Text shown:
——

IN THE HIGH COURT OF JUSTICE
BUSINESS AND PROPERTY COURTS OF ENGLAND AND WALES
ADMIRALTY COURT (KBD)

The Rolls Building
7 Rolls Buildings
Fetter Lane
London
EC4A 1NL
20 December 2024

B e f o r e :

ADMIRALTY REGISTRAR DAVISON
____________________

Between:
MARINA DEVELOPMENTS LIMITED
Claimant
- and -

OWNER(S) OF SY EXPLORER
Defendant

____________________

Digital Transcription by Marten Walsh Cherer Ltd.,
2nd Floor, Quality House, 6-9 Quality Court, Chancery Lane, London WC2A 1HP.
Telephone No: 020 7067 2900. DX 410 LDE
Email: [email protected]
Web: www.martenwalshcherer.com

____________________

Mr Joseph England (instructed by Bargate Murray) appeared for the Claimant.
Mr David Barnard (instructed by HFW) appeared for the Defendant.

Dates Of Hearing: 8 November & 20 December 2024

____________________

HTML VERSION OF JUDGMENT APPROVED
____________________

Crown Copyright ©

    ADMIRALTY REGISTRAR DAVISON:

  1. What follows are the corrected versions of two ex tempore judgments given in November and December 2024. I am promulgating them with a neutral citation number because the second judgment addresses a point which, though neither complicated nor, in the context of this claim, valuable, is nevertheless a point going to the type and character of debt that can found and justify the arrest of a vessel. It may therefore have some bearing on other cases.
  2. There are two applications before the court, although the first of them, for the reasons just discussed between me and counsel, subdivides into two parts and only the first part can be dealt with today.
  3. The first application by the defendant is dated 12 June of this year. In it, the defendant seeks an order "to have the claimant's alleged in rem claim dismissed because the court's admiralty jurisdiction to hear the claimant's alleged claim is not engaged". The second application by the defendant was issued last Friday, on 1 November. It seeks an order that the claimant's claim be struck out under CPR rule 3.4(2)(a) and/or under the court's inherent jurisdiction because there are no reasonable grounds for bringing a claim against the defendant and, secondly and consequentially, that the "SY EXPLORER", the defendant's vessel, be released from arrest.
  4. The nub of both applications is a challenge to the proposition that the defendant, Mr McIntyre, was – or reasonably arguably was – the counterparty to a contract with the claimant, who I will refer to as "MDL", for berthing at the claimant's Southampton marina and for the payment of berthing fees.
  5. In the case of the first application, the principal issue is whether Mr McIntyre falls within the jurisdiction established by section 21(4) of the Senior Courts Act 1981, i.e. is the person who would be liable on the claim in an action in personam. The words "would be liable" indicate that the meaning is "would be liable on the assumption that the action succeeds"; (see The "St Elefterio" [1957] P 179).
  6. In the second application, the question can be phrased as whether the Particulars of Claim disclose reasonable grounds for bringing the claim. The defendant says that they do not because, on the contractual issue, the case is unwinnable.

——

Information shown:

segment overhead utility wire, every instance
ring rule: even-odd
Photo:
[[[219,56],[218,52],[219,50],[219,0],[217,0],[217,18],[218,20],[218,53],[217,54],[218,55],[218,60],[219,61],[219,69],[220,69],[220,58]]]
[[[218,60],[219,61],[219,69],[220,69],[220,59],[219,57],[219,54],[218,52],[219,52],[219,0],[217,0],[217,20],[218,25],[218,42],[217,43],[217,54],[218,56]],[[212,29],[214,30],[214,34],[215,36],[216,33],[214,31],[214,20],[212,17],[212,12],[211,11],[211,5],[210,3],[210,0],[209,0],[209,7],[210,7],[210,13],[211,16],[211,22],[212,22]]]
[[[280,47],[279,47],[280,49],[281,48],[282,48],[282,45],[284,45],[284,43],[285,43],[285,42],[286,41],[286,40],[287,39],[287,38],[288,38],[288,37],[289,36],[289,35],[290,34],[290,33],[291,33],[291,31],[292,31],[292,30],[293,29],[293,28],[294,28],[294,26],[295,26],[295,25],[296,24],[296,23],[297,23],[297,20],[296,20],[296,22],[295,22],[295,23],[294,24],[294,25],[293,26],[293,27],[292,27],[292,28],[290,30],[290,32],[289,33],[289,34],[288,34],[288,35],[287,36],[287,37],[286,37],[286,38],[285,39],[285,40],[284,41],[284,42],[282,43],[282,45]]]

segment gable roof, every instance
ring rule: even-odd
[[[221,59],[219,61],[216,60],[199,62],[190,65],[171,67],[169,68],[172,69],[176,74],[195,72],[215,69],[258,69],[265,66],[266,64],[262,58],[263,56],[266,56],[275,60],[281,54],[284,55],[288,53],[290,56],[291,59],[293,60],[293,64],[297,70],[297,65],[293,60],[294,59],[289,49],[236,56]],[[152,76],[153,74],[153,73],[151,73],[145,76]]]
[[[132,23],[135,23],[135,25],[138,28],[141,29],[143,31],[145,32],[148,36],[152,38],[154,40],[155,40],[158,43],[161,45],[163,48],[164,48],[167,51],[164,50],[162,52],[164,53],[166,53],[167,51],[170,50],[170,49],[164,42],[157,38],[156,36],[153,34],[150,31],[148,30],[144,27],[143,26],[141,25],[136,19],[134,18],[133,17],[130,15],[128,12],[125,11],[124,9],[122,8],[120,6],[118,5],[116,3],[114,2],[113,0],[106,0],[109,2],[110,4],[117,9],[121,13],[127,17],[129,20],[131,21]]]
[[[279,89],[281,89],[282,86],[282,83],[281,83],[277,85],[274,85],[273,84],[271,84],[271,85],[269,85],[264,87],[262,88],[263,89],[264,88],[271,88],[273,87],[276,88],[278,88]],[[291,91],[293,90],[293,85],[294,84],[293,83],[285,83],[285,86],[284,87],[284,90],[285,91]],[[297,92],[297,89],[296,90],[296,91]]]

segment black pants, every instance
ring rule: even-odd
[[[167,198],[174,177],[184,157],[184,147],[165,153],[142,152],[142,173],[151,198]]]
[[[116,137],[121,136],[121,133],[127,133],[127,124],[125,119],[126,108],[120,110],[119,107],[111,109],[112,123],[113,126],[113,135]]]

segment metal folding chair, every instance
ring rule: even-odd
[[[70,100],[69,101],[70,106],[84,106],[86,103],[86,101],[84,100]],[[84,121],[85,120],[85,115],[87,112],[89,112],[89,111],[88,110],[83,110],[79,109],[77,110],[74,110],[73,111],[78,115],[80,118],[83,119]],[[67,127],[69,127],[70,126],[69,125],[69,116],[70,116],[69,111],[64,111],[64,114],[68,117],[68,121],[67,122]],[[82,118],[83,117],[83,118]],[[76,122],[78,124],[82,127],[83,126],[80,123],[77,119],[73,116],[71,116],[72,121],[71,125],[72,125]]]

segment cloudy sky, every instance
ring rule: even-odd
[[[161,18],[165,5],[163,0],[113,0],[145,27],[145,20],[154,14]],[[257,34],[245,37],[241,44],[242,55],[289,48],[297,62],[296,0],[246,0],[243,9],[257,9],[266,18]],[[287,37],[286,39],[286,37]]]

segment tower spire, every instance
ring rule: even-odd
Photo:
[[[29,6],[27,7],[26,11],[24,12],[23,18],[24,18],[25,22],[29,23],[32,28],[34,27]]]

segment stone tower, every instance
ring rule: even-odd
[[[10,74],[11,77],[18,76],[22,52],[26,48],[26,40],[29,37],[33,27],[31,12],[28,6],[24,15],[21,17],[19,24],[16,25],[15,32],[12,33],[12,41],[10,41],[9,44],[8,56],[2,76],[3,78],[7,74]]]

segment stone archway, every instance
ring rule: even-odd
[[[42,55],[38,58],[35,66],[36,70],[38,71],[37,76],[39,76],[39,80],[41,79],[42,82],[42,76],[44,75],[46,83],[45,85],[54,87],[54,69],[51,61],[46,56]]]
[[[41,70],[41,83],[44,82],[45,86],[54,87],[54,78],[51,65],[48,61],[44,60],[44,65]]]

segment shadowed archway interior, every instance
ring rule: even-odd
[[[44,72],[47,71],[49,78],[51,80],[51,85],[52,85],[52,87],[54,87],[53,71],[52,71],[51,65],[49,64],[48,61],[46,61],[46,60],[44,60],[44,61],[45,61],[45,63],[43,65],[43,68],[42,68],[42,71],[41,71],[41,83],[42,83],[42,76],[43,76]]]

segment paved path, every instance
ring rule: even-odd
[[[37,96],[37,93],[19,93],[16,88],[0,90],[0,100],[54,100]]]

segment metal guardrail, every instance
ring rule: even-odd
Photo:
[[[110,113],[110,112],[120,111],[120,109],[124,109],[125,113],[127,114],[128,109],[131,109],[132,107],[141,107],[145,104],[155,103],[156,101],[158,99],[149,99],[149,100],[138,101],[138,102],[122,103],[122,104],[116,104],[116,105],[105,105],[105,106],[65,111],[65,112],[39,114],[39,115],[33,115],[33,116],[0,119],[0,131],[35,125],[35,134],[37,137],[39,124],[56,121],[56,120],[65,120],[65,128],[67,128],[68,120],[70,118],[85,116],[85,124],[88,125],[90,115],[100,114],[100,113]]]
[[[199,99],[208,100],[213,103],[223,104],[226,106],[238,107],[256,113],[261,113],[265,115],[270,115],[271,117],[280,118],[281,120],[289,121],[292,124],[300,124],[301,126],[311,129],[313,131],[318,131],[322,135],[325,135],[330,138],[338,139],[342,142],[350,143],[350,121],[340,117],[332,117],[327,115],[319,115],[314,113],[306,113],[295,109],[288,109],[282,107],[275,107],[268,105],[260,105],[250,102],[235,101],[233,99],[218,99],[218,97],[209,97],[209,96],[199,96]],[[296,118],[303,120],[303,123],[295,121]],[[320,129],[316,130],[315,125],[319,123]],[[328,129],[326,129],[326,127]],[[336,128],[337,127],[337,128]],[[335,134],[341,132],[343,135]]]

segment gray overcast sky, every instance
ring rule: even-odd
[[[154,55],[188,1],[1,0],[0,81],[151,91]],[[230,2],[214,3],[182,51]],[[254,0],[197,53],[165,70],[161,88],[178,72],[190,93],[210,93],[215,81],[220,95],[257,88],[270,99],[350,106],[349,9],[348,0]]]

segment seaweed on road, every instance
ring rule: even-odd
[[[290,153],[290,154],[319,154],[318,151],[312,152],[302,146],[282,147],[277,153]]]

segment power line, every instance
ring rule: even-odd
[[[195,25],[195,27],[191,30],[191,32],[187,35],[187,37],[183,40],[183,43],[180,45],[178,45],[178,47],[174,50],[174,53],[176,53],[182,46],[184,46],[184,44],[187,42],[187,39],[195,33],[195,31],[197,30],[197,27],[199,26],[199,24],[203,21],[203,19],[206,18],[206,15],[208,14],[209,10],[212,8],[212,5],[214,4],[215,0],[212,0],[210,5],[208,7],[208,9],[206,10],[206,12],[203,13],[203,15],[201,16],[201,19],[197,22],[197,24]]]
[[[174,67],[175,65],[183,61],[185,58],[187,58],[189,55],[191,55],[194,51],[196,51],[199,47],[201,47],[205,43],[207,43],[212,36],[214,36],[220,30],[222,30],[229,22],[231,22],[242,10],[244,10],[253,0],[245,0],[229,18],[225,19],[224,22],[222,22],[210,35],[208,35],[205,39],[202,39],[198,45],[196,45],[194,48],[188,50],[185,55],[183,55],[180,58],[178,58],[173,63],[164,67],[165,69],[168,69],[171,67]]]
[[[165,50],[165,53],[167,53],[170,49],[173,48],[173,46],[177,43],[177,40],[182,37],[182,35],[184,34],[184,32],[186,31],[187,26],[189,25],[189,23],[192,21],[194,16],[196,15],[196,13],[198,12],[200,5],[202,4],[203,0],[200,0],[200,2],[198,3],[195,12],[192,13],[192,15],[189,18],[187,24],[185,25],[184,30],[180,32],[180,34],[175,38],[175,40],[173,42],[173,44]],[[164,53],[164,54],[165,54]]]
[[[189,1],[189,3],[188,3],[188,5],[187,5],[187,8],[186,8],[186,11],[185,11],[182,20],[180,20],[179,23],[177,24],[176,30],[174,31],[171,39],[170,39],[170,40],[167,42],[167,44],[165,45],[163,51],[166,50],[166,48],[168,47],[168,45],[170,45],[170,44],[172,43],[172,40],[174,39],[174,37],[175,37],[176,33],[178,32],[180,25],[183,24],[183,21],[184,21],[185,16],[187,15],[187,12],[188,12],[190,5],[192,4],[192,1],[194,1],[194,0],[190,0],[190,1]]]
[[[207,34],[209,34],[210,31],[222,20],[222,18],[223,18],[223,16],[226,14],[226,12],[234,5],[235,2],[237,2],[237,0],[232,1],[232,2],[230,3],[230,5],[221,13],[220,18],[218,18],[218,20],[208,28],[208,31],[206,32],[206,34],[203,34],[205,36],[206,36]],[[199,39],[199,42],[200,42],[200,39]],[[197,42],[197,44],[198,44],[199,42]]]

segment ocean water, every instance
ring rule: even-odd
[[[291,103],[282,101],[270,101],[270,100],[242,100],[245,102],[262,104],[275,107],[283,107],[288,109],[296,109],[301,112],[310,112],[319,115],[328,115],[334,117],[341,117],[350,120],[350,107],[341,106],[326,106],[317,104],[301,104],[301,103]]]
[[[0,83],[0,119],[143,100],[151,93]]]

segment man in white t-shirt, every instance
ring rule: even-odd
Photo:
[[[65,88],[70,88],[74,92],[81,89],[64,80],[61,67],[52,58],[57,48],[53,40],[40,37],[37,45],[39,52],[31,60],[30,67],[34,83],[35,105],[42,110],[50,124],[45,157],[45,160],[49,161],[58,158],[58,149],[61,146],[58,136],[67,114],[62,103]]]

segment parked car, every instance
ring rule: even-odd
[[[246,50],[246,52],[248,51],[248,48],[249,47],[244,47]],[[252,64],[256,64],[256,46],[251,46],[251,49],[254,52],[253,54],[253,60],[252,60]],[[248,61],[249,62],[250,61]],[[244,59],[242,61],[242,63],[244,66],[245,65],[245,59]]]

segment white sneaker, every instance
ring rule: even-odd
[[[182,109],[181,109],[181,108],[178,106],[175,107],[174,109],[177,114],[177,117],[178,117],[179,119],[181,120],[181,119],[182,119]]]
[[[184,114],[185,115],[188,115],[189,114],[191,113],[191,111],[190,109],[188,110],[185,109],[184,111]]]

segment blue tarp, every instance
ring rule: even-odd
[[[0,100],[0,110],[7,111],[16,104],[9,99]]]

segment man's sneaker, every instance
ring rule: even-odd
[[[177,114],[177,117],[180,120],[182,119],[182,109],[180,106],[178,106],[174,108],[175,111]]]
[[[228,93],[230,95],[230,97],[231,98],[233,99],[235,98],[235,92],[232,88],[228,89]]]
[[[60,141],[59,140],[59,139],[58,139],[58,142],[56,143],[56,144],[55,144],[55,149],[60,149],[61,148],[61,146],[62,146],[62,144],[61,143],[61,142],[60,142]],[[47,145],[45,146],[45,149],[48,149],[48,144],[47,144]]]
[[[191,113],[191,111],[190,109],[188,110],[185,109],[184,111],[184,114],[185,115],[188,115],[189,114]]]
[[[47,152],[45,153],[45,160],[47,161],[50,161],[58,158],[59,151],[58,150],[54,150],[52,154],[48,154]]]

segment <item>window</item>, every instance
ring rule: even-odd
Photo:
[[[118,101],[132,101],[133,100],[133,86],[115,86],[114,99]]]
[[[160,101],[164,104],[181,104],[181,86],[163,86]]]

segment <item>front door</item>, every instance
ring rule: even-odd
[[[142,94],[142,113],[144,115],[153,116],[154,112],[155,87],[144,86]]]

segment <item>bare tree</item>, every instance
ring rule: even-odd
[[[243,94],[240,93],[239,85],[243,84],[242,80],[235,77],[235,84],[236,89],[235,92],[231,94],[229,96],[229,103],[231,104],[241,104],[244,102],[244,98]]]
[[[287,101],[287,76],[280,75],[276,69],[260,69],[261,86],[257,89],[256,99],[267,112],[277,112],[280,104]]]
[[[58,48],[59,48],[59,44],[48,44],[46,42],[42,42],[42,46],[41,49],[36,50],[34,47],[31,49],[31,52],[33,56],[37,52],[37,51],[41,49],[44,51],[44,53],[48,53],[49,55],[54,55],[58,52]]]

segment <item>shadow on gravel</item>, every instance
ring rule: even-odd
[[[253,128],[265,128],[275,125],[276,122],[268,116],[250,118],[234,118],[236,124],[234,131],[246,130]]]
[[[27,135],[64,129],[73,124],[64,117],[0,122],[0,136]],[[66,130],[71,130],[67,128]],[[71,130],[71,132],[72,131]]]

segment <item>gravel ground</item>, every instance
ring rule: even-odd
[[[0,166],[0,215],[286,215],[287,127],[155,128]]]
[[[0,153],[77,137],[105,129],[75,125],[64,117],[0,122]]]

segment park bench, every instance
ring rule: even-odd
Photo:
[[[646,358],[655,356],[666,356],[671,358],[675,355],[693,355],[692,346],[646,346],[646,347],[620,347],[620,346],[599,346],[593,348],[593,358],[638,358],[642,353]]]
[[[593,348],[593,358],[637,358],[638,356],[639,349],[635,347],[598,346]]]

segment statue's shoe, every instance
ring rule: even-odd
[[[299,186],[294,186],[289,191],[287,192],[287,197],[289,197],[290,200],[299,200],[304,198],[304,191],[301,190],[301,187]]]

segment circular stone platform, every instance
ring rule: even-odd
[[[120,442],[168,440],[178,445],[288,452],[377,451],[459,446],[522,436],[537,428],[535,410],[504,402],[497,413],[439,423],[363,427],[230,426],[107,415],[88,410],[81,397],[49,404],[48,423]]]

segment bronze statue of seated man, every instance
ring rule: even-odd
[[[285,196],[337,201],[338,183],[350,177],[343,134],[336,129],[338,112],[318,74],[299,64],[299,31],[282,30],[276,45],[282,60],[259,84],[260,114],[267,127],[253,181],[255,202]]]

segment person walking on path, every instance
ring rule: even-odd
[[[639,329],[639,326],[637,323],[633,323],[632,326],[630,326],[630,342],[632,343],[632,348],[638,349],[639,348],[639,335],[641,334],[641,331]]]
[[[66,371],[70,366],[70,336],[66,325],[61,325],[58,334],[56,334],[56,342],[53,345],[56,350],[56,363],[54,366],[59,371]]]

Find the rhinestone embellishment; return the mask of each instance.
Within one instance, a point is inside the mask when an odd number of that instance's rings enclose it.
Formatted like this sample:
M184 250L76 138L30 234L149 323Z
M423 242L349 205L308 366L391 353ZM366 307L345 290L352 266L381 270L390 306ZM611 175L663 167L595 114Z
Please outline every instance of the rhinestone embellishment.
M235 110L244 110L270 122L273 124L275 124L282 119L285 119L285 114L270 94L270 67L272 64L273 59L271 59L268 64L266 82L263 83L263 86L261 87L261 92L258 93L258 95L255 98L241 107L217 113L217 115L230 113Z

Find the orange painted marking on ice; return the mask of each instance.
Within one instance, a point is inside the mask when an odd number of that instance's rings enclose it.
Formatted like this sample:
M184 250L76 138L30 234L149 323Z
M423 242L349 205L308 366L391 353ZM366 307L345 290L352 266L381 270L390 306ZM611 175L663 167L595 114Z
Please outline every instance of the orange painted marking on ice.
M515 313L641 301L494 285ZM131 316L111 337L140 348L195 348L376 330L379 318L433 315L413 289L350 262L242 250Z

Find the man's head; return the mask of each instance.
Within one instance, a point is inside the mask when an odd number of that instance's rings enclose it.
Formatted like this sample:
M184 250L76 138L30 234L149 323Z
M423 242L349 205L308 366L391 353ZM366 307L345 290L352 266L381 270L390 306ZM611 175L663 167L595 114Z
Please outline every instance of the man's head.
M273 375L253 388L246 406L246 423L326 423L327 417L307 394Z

——

Things to do:
1) From the court judgment above, return the passage starting with "Dates Of Hearing: 8" and going on through "dealt with today.".
2) Based on the court judgment above, say yes or no for each statement and quote the words of the judgment that decide it.
(a) The defendant's first application is dated 12 June.
(b) The defendant's second application was issued on a Monday.
(c) Mr David Barnard appeared for the Claimant.
3) Answer these questions from the court judgment above.
(a) Which firm instructed Mr Joseph England?
(b) In what place is the claimant's marina?
(c) Which section of the Senior Courts Act 1981 sets out the jurisdiction at issue in the first application?

Task-by-task solutions:
1)
Dates Of Hearing: 8 November & 20 December 2024

____________________

HTML VERSION OF JUDGMENT APPROVED
____________________

Crown Copyright ©

    ADMIRALTY REGISTRAR DAVISON:

  1. What follows are the corrected versions of two ex tempore judgments given in November and December 2024. I am promulgating them with a neutral citation number because the second judgment addresses a point which, though neither complicated nor, in the context of this claim, valuable, is nevertheless a point going to the type and character of debt that can found and justify the arrest of a vessel. It may therefore have some bearing on other cases.
  2. There are two applications before the court, although the first of them, for the reasons just discussed between me and counsel, subdivides into two parts and only the first part can be dealt with today.

2)
(a) Yes: "The first application by the defendant is dated 12 June of this year."
(b) No: "The second application by the defendant was issued last Friday, on 1 November."
(c) No: "Mr David Barnard (instructed by HFW) appeared for the Defendant."

3)
(a) Bargate Murray
(b) Southampton
(c) Section 21(4)